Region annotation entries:
________________________________________
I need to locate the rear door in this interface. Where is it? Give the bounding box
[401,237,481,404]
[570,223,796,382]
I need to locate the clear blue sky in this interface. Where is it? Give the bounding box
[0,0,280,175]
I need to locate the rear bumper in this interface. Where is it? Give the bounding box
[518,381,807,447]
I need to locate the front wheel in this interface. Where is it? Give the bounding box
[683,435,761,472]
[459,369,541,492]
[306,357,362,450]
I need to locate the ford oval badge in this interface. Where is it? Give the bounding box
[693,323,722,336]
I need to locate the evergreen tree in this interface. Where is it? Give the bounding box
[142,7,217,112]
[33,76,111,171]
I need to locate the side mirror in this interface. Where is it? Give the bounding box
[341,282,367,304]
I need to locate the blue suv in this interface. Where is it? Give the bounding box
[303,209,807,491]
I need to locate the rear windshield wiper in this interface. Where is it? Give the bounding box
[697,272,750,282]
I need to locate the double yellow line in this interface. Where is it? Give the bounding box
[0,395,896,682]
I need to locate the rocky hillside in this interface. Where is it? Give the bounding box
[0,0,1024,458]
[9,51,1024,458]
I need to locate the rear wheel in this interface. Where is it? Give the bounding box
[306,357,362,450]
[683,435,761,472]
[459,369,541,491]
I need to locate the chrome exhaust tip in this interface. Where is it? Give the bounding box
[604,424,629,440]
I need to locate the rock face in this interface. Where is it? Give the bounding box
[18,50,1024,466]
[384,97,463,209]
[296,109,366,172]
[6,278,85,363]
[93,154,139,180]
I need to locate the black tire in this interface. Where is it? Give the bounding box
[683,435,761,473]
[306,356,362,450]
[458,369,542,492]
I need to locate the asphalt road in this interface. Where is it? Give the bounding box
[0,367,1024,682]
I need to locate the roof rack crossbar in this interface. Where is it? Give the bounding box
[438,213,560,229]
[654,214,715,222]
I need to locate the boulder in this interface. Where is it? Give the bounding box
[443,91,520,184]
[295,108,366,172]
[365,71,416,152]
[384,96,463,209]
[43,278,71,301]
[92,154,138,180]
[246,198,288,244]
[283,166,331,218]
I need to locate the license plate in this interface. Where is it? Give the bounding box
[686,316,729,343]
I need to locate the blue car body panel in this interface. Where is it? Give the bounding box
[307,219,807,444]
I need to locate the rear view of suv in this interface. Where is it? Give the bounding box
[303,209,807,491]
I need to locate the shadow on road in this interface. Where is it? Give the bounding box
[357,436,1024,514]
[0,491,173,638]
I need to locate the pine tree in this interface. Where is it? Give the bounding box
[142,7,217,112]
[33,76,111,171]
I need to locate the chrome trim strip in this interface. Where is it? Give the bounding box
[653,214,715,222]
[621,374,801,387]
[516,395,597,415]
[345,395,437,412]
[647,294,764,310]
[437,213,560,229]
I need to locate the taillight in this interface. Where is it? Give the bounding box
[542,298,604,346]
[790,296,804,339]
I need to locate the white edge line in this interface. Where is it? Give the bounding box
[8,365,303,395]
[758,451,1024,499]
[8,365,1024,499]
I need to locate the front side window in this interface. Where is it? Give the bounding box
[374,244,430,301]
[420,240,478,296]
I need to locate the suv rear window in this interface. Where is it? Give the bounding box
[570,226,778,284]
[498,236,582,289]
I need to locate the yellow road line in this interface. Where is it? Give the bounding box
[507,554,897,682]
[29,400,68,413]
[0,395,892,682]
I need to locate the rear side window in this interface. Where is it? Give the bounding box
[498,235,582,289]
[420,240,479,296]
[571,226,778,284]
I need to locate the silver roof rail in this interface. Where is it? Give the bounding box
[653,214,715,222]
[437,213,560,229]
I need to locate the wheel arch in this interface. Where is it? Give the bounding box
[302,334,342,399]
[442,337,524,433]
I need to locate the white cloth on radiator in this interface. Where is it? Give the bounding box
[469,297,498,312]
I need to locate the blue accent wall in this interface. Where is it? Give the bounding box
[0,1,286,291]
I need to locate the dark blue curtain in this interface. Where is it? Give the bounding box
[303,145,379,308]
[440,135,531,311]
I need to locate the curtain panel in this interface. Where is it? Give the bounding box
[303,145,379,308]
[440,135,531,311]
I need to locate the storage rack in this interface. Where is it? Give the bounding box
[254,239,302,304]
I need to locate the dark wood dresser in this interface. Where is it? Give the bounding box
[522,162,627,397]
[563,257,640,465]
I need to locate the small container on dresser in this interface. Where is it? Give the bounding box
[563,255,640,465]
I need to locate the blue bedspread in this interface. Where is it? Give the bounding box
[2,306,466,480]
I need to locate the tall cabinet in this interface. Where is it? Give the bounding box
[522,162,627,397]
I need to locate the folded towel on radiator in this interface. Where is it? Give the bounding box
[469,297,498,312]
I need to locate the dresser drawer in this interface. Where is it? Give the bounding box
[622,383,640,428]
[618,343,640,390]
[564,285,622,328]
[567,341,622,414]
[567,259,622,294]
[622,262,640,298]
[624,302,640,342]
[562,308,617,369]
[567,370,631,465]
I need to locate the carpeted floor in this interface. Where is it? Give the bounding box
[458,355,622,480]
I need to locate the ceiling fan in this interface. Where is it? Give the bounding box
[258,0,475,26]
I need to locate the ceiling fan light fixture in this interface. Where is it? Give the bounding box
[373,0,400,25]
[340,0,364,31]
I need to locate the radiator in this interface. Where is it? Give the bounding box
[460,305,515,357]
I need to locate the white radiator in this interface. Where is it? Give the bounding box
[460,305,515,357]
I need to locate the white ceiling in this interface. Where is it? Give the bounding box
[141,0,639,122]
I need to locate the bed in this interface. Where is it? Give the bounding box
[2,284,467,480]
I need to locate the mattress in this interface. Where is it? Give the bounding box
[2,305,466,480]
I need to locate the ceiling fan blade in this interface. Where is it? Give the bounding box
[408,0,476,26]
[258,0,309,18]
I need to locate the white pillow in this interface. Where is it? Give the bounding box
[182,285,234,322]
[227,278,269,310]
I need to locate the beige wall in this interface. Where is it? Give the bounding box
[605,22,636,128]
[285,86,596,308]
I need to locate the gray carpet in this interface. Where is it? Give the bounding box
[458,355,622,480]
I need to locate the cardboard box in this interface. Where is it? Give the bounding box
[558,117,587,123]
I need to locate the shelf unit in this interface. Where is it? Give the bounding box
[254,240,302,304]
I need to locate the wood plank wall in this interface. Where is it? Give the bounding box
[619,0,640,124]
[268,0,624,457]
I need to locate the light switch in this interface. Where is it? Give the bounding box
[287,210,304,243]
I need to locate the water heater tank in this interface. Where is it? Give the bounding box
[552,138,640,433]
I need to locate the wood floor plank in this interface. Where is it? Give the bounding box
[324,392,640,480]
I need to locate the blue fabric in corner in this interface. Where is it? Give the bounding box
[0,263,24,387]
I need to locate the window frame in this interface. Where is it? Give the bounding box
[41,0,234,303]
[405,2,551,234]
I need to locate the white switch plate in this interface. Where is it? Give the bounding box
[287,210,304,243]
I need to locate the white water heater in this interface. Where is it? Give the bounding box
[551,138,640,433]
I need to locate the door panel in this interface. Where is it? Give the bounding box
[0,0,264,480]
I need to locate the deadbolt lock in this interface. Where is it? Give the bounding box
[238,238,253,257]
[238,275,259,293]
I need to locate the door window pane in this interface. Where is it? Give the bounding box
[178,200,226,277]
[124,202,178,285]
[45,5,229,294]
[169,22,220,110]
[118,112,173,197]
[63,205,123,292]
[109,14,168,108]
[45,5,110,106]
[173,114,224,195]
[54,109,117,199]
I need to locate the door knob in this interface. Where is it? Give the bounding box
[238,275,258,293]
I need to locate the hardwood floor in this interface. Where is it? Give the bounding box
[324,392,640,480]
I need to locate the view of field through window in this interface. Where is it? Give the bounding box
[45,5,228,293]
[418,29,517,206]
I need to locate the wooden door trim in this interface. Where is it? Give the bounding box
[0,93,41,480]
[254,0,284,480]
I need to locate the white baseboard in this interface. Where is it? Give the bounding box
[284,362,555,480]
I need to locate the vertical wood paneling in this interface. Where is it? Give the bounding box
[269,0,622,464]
________________________________________
WHAT THE EXERCISE ASKS: Convert the entries between the lines holding "I need to locate the deadbolt" and "[284,362,555,480]", inclusive, into a two-column CSV with the columns text and answer and one row per entry. Put each entry's text and its answer in one quoted field each, with line breaks changed to spaces.

RESULT:
text,answer
"I need to locate the deadbolt lock in this interface. Where is it? Give the bounding box","[238,238,253,257] [238,275,259,293]"
"I need to locate the door window pane in this interface. Where is it? Give the bounding box","[178,200,226,277] [124,202,178,285] [45,5,229,294] [169,22,220,110] [118,112,173,197] [63,205,123,292] [109,14,168,108] [45,5,110,106] [173,114,224,195] [54,109,117,199]"
"I need to locate the door knob in this interface. Where is it? Give the bounding box","[238,275,258,293]"
"I need to locate the hardwood floor in this interface. Where is it? Give the bounding box","[324,392,640,480]"
"I need to locate the view of field through window in this interface. Where is it? Give the bounding box","[45,5,228,293] [418,29,517,206]"
"I need to locate the wooden door trim in this interface. Where is it? Give the bounding box","[0,93,41,480] [254,0,284,480]"
"I need to locate the white baseboard in this interface. Where is it? Give the bounding box","[284,362,555,480]"